Start of Excerpt to read

[edit]
CurBench: Curriculum Learning Benchmark
Proceedings of the 41st International Conference on Machine Learning, PMLR 235:62088-62107, 2024.
Abstract
Curriculum learning is a training paradigm where machine learning models are trained in a meaningful order, inspired by the way humans learn curricula. Due to its capability to improve model generalization and convergence, curriculum learning has gained considerable attention and has been widely applied to various research domains. Nevertheless, as new curriculum learning methods continue to emerge, it remains an open issue to benchmark them fairly. Therefore, we develop CurBench, the first benchmark that supports systematic evaluations for curriculum learning. Specifically, it consists of 15 datasets spanning 3 research domains: computer vision, natural language processing, and graph machine learning, along with 3 settings: standard, noise, and imbalance. To facilitate a comprehensive comparison, we establish the evaluation from 2 dimensions: performance and complexity. CurBench also provides a unified toolkit that plugs automatic curricula into general machine learning processes, enabling the implementation of 15 core curriculum learning methods. On the basis of this benchmark, we conduct comparative experiments and make empirical analyses of existing methods. CurBench is open-source and publicly available at https://github.com/THUMNLab/CurBench.

End of Excerpt to read
Start of Task material

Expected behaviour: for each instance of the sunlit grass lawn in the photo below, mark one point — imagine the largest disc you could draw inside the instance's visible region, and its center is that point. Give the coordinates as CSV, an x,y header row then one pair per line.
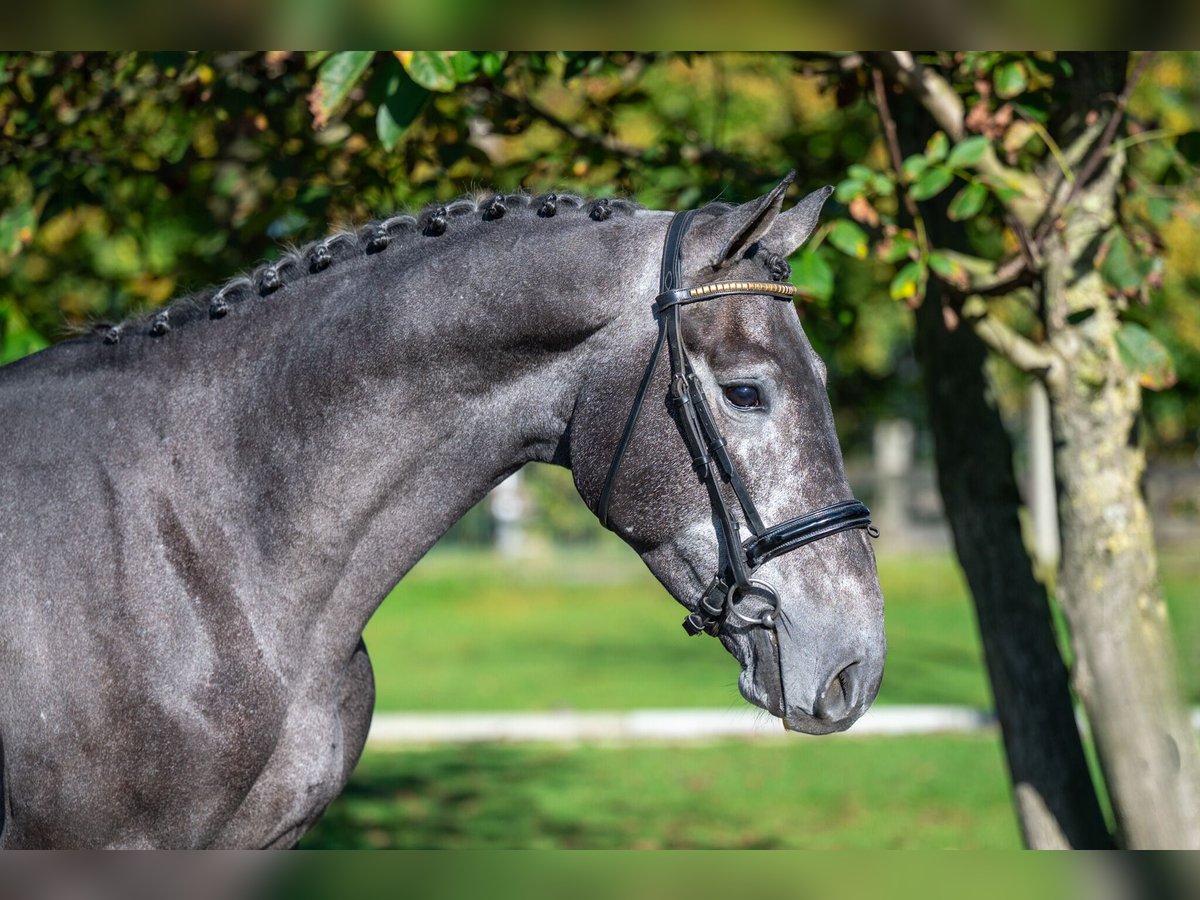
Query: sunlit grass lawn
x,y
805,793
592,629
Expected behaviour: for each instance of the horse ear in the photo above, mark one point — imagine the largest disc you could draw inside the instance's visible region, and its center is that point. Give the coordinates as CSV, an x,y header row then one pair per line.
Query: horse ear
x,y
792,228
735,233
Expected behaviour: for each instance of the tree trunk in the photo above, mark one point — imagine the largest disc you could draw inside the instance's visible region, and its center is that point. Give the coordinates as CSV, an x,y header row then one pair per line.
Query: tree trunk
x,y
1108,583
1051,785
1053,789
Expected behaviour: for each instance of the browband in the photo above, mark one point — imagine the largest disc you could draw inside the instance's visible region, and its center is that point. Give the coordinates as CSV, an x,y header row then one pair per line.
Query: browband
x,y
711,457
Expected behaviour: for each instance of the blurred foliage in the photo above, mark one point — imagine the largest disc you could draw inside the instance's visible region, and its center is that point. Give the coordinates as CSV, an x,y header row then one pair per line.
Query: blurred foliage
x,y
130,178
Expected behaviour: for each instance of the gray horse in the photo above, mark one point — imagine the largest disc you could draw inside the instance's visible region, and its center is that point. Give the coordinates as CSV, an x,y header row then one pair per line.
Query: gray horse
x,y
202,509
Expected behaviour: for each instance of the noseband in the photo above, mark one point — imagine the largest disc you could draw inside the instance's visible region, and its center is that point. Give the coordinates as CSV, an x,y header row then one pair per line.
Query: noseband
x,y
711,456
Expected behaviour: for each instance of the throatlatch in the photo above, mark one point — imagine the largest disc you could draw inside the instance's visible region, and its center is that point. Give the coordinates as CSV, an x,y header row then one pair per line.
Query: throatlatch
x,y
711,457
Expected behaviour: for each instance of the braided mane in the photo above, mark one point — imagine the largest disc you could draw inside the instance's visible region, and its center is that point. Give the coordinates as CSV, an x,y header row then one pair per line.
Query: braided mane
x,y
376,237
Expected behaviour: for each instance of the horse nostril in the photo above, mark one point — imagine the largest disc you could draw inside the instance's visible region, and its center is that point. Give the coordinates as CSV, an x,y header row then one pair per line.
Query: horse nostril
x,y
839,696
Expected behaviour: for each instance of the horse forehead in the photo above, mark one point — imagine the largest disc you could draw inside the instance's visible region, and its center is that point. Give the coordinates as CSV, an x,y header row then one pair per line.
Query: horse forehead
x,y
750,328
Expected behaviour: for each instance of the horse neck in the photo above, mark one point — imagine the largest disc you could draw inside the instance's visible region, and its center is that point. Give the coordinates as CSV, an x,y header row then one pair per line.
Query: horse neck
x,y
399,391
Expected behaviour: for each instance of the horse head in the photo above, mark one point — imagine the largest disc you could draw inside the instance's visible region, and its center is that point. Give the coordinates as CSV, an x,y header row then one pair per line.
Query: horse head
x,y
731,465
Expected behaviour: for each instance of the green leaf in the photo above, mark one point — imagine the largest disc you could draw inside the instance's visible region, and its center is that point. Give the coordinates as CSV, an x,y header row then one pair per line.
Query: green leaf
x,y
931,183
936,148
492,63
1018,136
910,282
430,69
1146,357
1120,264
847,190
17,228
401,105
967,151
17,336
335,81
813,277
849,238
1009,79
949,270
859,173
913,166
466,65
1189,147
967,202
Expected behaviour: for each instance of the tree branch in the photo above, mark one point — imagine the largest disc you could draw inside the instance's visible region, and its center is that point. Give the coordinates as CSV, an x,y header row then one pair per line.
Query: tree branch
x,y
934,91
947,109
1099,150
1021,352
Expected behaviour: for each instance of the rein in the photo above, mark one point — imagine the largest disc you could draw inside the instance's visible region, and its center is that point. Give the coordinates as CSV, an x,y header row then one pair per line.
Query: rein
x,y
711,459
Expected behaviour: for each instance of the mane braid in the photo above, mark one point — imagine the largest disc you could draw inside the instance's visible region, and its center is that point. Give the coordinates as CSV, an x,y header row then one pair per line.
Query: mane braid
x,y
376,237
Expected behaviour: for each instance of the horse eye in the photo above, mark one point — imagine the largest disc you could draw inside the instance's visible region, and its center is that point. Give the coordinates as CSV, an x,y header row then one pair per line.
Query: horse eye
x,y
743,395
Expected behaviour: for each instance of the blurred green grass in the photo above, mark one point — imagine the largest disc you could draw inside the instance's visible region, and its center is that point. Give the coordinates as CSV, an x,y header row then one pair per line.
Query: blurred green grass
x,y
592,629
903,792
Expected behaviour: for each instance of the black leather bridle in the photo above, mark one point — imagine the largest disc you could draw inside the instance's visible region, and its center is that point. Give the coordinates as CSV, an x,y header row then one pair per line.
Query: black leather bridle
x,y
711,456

End of Task material

Given exercise 1 →
Rewrite the paragraph in the CurBench abstract that begins "Curriculum learning is a training paradigm" as a short bulleted list that keeps its main facts.
Given exercise 2 →
Show every line of the records that contains the string "black". Case counts.

Task solution 1 →
- Curriculum learning trains machine learning models in a meaningful order, inspired by how humans learn curricula.
- It improves model generalization and convergence, so it has gained wide attention and use across research domains.
- As new methods keep appearing, benchmarking them fairly is still an open issue.
- CurBench is the first benchmark that supports systematic evaluations for curriculum learning.
- It has 15 datasets across 3 domains (computer vision, natural language processing, graph machine learning) and 3 settings (standard, noise, imbalance).
- Methods are evaluated on 2 dimensions: performance and complexity.
- A unified toolkit plugs automatic curricula into general machine learning processes, enabling 15 core curriculum learning methods.
- The authors use the benchmark for comparative experiments and empirical analyses of existing methods.
- CurBench is open-source at https://github.com/THUMNLab/CurBench.

Task solution 2 →
Expected behaviour: for each instance of the black leather bridle in the photo above, mark one point — imagine the largest disc you could draw inside the instance's visible region, and its center is that point. Give the coordinates as CSV, an x,y header row then one pair per line.
Query: black leather bridle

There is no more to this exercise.